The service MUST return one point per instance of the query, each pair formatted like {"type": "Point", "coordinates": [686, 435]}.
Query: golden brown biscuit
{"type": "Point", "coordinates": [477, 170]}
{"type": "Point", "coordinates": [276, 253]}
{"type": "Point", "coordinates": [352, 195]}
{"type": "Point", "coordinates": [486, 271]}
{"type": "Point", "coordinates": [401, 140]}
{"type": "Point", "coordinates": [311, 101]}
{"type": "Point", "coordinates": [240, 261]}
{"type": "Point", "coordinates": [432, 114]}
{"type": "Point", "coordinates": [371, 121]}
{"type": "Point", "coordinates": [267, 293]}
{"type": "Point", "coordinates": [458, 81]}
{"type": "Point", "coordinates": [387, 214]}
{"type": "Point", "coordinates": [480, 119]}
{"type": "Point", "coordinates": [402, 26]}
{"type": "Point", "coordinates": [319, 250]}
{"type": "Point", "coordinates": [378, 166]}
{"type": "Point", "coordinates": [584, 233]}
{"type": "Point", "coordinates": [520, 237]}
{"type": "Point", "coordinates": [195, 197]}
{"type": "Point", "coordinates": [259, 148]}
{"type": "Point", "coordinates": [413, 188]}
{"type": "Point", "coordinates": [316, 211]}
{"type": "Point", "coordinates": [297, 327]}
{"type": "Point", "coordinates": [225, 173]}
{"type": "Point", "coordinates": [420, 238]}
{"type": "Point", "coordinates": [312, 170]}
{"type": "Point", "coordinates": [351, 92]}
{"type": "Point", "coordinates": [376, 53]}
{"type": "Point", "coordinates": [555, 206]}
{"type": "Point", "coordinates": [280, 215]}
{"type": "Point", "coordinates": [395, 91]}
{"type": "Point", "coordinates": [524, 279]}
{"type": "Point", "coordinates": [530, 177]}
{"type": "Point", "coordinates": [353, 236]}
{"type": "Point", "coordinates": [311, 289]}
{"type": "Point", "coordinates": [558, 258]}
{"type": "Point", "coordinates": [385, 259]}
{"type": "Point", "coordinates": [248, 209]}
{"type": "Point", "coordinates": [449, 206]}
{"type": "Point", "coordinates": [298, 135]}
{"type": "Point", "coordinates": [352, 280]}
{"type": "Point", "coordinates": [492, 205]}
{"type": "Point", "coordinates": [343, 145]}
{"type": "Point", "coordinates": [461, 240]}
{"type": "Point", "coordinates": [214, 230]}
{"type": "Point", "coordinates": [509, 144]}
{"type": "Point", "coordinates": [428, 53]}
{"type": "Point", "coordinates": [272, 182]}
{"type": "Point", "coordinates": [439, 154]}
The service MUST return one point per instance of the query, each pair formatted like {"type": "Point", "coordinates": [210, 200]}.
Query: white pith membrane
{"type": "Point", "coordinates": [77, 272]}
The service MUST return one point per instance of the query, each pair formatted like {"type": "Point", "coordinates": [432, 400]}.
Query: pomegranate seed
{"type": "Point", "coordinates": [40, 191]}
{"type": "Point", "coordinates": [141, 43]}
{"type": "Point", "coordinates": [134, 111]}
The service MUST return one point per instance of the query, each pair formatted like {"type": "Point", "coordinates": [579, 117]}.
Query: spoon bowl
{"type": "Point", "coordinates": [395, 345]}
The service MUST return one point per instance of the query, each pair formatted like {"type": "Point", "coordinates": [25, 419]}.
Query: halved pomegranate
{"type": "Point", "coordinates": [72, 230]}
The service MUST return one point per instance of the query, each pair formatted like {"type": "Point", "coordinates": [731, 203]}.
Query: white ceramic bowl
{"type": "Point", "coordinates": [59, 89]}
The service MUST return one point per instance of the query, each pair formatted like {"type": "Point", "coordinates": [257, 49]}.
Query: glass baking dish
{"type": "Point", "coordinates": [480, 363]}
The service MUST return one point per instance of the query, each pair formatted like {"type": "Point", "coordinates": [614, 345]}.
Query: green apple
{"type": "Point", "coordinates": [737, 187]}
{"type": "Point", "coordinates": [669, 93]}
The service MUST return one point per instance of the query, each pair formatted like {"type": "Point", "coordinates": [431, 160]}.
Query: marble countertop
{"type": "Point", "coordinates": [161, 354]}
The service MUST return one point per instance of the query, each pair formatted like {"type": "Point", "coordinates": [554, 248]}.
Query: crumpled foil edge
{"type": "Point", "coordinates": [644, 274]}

+ + +

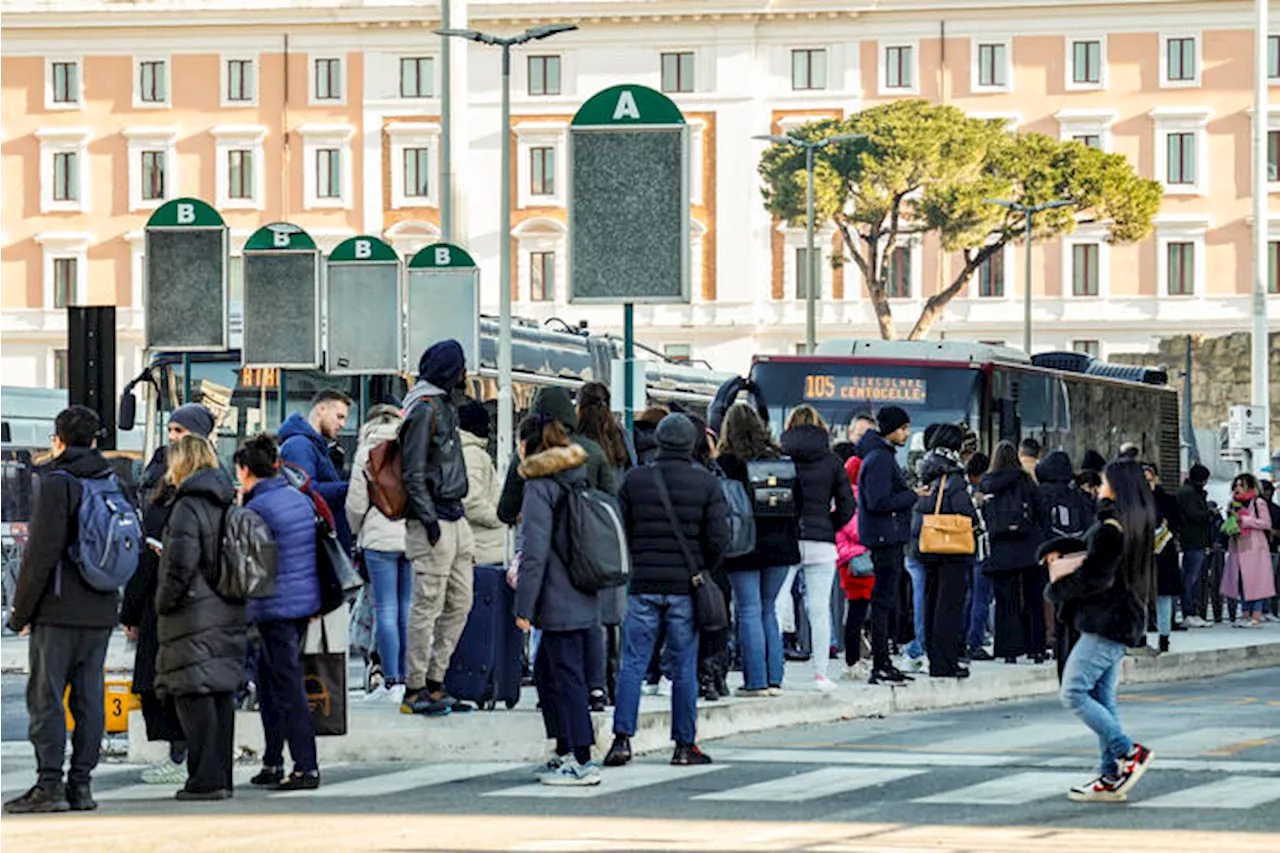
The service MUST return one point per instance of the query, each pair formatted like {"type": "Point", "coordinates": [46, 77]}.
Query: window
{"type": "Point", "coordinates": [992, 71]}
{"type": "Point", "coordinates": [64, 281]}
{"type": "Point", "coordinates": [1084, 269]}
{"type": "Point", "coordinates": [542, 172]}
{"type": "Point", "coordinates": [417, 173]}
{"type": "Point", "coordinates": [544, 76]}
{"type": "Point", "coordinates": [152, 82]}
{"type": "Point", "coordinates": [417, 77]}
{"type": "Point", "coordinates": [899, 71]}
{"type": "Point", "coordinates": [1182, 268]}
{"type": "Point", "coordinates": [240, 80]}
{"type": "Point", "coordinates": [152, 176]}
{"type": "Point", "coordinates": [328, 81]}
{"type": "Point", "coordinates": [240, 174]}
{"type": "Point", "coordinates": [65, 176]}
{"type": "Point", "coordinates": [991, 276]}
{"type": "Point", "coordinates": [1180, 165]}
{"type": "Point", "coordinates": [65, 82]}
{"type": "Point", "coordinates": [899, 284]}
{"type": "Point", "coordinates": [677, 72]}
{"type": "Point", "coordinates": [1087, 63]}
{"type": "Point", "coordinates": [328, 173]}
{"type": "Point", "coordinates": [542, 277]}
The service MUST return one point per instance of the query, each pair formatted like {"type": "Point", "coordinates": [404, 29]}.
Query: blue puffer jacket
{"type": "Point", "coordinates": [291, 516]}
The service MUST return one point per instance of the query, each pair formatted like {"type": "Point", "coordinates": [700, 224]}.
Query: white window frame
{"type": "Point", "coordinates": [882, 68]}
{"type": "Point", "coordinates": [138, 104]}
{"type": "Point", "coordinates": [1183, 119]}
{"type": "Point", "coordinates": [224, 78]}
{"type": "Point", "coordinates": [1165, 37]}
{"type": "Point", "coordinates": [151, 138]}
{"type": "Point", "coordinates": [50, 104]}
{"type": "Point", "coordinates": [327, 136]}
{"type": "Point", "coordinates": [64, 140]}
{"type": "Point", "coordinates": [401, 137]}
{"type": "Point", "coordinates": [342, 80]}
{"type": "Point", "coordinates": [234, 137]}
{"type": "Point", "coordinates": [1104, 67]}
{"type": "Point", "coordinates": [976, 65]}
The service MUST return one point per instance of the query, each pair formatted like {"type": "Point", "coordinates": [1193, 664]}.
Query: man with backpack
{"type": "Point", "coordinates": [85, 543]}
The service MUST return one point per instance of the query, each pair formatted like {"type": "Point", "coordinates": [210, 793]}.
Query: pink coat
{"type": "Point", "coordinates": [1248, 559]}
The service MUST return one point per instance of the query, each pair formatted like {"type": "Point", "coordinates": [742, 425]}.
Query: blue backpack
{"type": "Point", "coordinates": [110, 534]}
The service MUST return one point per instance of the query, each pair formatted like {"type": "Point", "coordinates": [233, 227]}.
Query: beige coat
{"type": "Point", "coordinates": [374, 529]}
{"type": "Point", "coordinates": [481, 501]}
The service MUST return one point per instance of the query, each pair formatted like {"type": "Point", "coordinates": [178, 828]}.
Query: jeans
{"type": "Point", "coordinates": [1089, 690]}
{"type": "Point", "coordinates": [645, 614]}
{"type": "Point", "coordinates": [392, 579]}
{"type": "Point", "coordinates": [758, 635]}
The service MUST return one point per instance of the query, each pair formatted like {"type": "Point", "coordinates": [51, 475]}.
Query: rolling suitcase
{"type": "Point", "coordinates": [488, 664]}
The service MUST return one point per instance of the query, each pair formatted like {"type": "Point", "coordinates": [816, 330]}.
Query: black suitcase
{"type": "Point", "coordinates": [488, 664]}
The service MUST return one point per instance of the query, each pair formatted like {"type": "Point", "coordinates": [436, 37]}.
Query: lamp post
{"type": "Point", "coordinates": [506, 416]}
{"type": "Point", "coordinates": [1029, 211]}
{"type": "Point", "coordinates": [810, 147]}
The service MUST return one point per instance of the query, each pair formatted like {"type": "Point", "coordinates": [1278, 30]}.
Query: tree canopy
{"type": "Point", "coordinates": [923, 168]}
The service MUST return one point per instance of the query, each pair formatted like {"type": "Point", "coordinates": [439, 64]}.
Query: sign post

+ + +

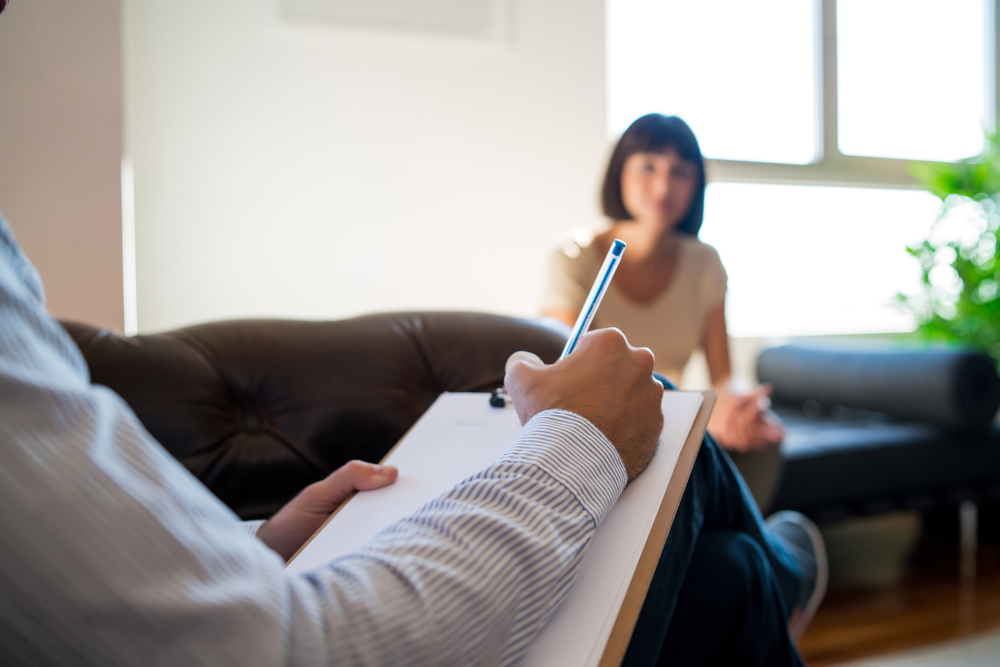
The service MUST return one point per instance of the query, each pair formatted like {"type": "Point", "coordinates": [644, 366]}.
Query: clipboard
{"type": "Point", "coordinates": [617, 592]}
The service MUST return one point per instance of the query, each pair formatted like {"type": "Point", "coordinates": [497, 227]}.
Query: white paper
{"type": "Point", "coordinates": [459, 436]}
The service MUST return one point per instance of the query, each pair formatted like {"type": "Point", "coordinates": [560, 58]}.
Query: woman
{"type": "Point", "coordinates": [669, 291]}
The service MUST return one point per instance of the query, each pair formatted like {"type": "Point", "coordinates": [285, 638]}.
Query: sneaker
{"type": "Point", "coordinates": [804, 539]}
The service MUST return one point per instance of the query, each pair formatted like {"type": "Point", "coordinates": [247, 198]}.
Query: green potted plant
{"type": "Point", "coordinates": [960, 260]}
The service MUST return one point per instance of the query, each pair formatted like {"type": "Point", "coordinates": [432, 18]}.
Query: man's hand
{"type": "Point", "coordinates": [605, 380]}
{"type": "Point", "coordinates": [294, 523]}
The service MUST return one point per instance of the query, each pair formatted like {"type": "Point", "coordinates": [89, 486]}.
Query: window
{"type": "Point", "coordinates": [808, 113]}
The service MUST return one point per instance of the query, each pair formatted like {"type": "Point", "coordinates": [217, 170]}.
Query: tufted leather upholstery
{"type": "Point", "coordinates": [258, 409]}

+ + +

- **About this exercise**
Could you transcribe the entries above word for word, from the line with "Query: jeans" down to the line with "Query: sign post", keeping both?

- **Written solution**
Query: jeans
{"type": "Point", "coordinates": [1089, 690]}
{"type": "Point", "coordinates": [645, 614]}
{"type": "Point", "coordinates": [392, 579]}
{"type": "Point", "coordinates": [758, 635]}
The service MUST return one point per instance of the query, each pair formatted like {"type": "Point", "coordinates": [51, 475]}.
Query: rolling suitcase
{"type": "Point", "coordinates": [488, 664]}
The service MUST return one point per instance of the query, each pair formatted like {"type": "Point", "coordinates": [816, 330]}.
Query: black suitcase
{"type": "Point", "coordinates": [488, 664]}
The service MUST return one point per instance of the query, each pair formatted like {"type": "Point", "coordinates": [436, 37]}.
Query: lamp post
{"type": "Point", "coordinates": [506, 416]}
{"type": "Point", "coordinates": [1029, 211]}
{"type": "Point", "coordinates": [810, 147]}
The service MUST return one point per instance of the query, each pair formatted like {"type": "Point", "coordinates": [1278, 30]}.
Query: tree canopy
{"type": "Point", "coordinates": [923, 168]}
The service MUST return one point per instance of the query, each pair formatted like {"type": "Point", "coordinates": [439, 64]}.
Query: sign post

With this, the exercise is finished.